Work instructions
Determine the count of lines in the following entries that contain the string "cloud". Write only the number.

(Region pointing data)
● ● ● ● ●

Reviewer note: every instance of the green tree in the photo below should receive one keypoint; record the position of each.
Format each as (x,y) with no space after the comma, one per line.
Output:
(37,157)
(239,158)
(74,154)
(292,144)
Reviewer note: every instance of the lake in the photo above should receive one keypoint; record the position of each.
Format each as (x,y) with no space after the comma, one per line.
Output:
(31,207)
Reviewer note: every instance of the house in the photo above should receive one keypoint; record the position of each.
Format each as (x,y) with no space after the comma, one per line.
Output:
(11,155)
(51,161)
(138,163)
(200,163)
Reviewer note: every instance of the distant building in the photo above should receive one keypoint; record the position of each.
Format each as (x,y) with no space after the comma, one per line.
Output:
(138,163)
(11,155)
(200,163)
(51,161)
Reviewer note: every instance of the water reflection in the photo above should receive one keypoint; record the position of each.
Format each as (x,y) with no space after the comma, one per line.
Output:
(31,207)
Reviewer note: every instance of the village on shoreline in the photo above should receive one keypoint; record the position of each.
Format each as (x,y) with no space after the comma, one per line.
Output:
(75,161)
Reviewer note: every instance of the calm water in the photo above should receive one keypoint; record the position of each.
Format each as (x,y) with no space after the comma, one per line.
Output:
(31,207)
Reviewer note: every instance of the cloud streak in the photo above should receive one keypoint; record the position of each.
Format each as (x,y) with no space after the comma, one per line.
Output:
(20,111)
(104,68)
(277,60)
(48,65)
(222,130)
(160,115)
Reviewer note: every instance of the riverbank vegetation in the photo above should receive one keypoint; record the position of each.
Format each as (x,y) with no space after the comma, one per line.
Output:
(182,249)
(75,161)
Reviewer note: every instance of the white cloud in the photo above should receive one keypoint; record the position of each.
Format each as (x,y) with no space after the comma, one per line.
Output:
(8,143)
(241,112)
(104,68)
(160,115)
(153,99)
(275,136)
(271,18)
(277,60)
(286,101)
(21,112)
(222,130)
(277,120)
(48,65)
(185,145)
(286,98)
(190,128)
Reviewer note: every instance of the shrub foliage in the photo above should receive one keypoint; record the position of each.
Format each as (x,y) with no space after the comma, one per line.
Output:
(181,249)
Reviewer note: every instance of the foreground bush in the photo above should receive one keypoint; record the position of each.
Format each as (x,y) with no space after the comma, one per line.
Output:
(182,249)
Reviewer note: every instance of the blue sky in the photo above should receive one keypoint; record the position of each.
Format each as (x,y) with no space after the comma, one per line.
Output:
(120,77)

● ● ● ● ●

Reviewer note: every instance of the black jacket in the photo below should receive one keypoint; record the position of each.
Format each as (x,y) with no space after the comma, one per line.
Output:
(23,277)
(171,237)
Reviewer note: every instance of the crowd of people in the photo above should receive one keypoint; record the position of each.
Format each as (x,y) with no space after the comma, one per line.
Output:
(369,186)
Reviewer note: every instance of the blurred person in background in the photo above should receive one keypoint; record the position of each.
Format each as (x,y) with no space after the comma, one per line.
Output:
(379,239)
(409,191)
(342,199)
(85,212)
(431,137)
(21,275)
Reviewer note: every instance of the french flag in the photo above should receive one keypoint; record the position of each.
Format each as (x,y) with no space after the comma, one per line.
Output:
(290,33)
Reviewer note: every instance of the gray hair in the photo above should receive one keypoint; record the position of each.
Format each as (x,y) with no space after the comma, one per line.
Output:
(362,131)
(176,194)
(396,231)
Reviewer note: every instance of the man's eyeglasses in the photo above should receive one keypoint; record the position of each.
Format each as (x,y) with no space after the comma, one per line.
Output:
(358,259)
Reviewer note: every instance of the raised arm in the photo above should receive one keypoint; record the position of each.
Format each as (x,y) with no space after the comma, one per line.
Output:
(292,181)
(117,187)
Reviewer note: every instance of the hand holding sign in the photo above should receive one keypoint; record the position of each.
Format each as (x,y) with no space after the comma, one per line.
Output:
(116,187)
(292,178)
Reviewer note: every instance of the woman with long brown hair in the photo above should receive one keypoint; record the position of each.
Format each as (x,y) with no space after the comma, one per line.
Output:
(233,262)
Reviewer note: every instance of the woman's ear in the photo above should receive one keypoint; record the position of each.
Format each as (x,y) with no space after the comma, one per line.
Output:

● ● ● ● ●

Answer to this problem
2